MATERIAL SHOWN =

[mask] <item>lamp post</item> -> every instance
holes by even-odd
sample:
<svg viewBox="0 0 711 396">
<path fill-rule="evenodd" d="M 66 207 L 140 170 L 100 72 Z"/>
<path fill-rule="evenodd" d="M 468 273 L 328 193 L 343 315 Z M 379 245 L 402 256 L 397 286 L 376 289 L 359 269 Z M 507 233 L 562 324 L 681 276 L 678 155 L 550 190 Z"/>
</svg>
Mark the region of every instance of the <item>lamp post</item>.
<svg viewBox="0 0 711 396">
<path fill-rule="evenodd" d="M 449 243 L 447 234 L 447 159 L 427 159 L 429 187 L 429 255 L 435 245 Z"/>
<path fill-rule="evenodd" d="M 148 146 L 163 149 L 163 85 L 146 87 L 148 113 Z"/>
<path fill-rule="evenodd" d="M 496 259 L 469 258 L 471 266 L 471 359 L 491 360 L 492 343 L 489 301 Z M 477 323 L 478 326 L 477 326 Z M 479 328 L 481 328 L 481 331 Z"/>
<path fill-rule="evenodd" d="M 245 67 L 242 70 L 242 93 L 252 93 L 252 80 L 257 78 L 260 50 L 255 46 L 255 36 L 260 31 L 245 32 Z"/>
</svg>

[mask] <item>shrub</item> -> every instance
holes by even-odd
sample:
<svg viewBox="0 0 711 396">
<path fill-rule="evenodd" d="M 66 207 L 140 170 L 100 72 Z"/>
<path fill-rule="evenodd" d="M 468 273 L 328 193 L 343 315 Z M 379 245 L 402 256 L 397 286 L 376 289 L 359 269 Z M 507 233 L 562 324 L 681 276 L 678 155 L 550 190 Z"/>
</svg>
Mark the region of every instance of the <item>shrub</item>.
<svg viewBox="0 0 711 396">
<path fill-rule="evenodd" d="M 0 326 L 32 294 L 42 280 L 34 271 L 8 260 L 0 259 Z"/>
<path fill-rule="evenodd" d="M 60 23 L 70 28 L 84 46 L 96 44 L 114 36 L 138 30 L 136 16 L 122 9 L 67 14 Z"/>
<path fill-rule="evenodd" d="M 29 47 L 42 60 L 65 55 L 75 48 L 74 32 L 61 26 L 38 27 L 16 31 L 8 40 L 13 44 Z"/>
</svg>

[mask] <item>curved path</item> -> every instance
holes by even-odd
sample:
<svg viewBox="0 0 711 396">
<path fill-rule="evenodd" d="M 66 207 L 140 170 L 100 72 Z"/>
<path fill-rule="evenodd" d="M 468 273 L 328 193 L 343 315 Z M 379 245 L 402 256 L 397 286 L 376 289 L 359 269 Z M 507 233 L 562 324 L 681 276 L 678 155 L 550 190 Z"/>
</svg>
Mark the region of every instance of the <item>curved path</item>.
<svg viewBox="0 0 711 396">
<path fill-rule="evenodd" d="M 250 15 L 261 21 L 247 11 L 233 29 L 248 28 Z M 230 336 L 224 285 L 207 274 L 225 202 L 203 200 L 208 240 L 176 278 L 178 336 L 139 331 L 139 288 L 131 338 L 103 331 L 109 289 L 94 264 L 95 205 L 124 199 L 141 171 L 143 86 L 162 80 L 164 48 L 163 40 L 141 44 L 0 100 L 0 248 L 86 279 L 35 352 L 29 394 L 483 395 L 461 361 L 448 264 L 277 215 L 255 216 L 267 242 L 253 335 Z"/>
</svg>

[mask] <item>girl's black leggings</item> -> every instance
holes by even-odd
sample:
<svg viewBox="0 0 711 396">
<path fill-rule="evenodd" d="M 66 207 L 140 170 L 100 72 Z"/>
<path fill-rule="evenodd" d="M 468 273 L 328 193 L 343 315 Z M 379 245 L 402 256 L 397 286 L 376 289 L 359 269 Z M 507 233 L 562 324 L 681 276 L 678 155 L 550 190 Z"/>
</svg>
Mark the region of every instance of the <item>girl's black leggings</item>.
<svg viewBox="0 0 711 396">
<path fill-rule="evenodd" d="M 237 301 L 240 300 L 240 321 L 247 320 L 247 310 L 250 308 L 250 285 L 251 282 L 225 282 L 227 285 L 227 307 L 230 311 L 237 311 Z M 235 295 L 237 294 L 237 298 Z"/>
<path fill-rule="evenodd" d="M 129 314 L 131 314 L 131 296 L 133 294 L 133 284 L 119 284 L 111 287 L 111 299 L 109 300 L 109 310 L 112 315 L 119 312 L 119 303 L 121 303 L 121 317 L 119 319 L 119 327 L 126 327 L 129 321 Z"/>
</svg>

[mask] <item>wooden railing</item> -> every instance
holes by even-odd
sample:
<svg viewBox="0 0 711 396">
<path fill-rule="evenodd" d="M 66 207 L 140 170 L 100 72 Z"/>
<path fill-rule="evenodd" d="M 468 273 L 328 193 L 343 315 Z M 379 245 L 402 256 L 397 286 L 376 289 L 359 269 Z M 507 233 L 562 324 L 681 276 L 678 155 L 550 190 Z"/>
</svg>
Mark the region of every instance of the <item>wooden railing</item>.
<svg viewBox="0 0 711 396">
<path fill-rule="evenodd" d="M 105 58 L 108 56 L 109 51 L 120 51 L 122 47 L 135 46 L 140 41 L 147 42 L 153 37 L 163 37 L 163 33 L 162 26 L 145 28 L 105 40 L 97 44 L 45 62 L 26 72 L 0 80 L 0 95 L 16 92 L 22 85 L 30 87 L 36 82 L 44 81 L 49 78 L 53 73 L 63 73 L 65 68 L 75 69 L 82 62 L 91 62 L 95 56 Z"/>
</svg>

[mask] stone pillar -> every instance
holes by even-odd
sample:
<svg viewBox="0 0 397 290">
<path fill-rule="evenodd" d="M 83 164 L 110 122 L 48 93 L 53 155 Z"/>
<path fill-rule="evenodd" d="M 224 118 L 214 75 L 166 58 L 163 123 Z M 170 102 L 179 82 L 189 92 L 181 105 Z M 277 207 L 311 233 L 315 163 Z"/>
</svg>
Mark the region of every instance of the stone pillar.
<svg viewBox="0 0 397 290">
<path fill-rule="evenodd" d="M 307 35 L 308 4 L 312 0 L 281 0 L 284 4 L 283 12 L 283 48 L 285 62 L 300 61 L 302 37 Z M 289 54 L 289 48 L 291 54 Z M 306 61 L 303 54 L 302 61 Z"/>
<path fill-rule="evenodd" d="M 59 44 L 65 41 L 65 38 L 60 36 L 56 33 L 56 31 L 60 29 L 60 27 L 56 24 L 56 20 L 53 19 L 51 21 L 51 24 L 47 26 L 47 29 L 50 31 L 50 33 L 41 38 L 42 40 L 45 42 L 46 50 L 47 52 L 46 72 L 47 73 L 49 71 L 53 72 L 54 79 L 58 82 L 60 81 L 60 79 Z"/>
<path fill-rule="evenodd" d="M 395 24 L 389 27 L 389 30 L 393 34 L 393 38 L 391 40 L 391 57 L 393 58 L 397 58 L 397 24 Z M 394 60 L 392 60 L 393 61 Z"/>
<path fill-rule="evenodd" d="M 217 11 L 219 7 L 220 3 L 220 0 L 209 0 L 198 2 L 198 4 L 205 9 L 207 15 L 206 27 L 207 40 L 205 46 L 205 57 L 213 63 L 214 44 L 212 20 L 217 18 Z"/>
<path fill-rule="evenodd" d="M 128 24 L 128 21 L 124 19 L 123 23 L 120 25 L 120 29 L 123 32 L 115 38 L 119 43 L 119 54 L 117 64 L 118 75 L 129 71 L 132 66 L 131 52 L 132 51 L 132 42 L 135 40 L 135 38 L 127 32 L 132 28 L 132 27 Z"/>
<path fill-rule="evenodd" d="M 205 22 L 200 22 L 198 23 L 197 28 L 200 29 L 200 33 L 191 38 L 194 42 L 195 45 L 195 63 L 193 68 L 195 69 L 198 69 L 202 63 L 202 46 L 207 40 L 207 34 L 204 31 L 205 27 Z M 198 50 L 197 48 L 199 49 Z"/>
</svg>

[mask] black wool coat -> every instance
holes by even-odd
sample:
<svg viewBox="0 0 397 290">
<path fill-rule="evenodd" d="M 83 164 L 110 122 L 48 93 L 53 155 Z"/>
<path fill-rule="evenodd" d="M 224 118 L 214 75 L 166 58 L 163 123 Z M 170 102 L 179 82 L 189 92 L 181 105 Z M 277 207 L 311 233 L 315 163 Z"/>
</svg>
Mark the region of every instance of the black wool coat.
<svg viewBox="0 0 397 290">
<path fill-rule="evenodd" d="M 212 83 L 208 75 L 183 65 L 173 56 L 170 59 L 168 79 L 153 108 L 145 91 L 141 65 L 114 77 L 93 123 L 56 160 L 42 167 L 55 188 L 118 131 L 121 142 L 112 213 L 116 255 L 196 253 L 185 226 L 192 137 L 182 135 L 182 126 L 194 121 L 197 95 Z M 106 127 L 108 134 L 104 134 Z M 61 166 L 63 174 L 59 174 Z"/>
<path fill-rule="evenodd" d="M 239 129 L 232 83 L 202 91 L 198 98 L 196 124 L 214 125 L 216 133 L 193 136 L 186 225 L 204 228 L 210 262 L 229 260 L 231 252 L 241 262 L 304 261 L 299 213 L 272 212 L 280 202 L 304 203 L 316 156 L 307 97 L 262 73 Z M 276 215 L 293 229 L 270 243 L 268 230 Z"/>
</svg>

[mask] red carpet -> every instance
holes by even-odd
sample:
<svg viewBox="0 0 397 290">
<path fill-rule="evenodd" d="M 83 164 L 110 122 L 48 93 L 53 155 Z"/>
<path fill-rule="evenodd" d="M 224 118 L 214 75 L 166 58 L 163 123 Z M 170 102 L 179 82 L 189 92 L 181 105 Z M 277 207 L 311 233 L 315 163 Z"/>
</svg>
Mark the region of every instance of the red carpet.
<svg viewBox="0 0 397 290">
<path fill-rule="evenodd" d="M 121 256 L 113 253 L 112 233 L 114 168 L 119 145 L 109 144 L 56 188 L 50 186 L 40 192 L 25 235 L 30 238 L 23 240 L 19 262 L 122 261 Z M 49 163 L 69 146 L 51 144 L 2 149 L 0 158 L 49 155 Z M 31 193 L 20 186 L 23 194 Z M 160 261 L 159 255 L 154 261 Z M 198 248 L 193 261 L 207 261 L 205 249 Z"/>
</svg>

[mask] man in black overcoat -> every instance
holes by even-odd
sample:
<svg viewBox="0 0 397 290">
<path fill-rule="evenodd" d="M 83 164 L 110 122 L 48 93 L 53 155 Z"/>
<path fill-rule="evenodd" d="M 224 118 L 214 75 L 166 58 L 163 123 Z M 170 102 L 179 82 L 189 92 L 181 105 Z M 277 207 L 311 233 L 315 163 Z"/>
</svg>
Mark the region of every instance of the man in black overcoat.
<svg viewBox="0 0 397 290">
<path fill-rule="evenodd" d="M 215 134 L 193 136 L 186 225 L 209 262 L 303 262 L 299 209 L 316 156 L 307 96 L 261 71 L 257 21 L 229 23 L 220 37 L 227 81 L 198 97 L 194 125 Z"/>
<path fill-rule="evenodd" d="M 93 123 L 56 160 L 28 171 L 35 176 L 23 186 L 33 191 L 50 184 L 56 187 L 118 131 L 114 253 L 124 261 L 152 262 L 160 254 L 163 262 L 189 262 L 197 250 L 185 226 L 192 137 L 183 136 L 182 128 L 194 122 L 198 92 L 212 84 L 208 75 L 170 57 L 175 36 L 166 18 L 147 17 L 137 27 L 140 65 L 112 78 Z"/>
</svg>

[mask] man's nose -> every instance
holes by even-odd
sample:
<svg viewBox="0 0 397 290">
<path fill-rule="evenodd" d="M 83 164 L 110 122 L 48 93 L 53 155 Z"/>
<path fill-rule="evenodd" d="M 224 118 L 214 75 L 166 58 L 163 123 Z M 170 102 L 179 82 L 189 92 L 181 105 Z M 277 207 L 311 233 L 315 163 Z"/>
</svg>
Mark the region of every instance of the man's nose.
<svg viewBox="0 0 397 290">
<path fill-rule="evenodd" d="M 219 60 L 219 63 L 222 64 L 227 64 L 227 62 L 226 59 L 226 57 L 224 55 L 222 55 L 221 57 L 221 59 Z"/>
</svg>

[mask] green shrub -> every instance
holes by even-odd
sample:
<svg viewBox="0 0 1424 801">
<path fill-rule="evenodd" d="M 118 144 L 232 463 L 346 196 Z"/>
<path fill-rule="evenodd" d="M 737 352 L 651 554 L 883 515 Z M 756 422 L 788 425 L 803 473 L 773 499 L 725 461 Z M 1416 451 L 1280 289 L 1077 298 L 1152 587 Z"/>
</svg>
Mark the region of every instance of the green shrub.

BRIEF =
Return, unchanged, the lines of the data from the one containing "[mask] man's nose -> every instance" through the final line of the data.

THE ANSWER =
[mask] man's nose -> every instance
holes by even-odd
sample:
<svg viewBox="0 0 397 290">
<path fill-rule="evenodd" d="M 83 164 L 110 122 L 48 93 L 53 155 Z"/>
<path fill-rule="evenodd" d="M 224 118 L 214 75 L 166 58 L 163 123 Z M 170 102 L 179 82 L 189 92 L 181 105 Z M 277 207 L 311 233 L 315 163 Z"/>
</svg>
Mark the region of every instance of the man's nose.
<svg viewBox="0 0 397 290">
<path fill-rule="evenodd" d="M 219 60 L 219 63 L 222 64 L 227 64 L 227 62 L 226 59 L 226 57 L 224 55 L 222 55 L 221 57 L 221 59 Z"/>
</svg>

[mask] green shrub -> every instance
holes by even-odd
sample:
<svg viewBox="0 0 1424 801">
<path fill-rule="evenodd" d="M 118 144 L 232 463 L 346 196 Z"/>
<path fill-rule="evenodd" d="M 737 352 L 651 554 L 883 515 Z M 756 422 L 788 425 L 803 473 L 773 499 L 725 461 Z M 1416 451 L 1280 289 L 1077 298 L 1152 587 Z"/>
</svg>
Mark the region of every instance of the green shrub.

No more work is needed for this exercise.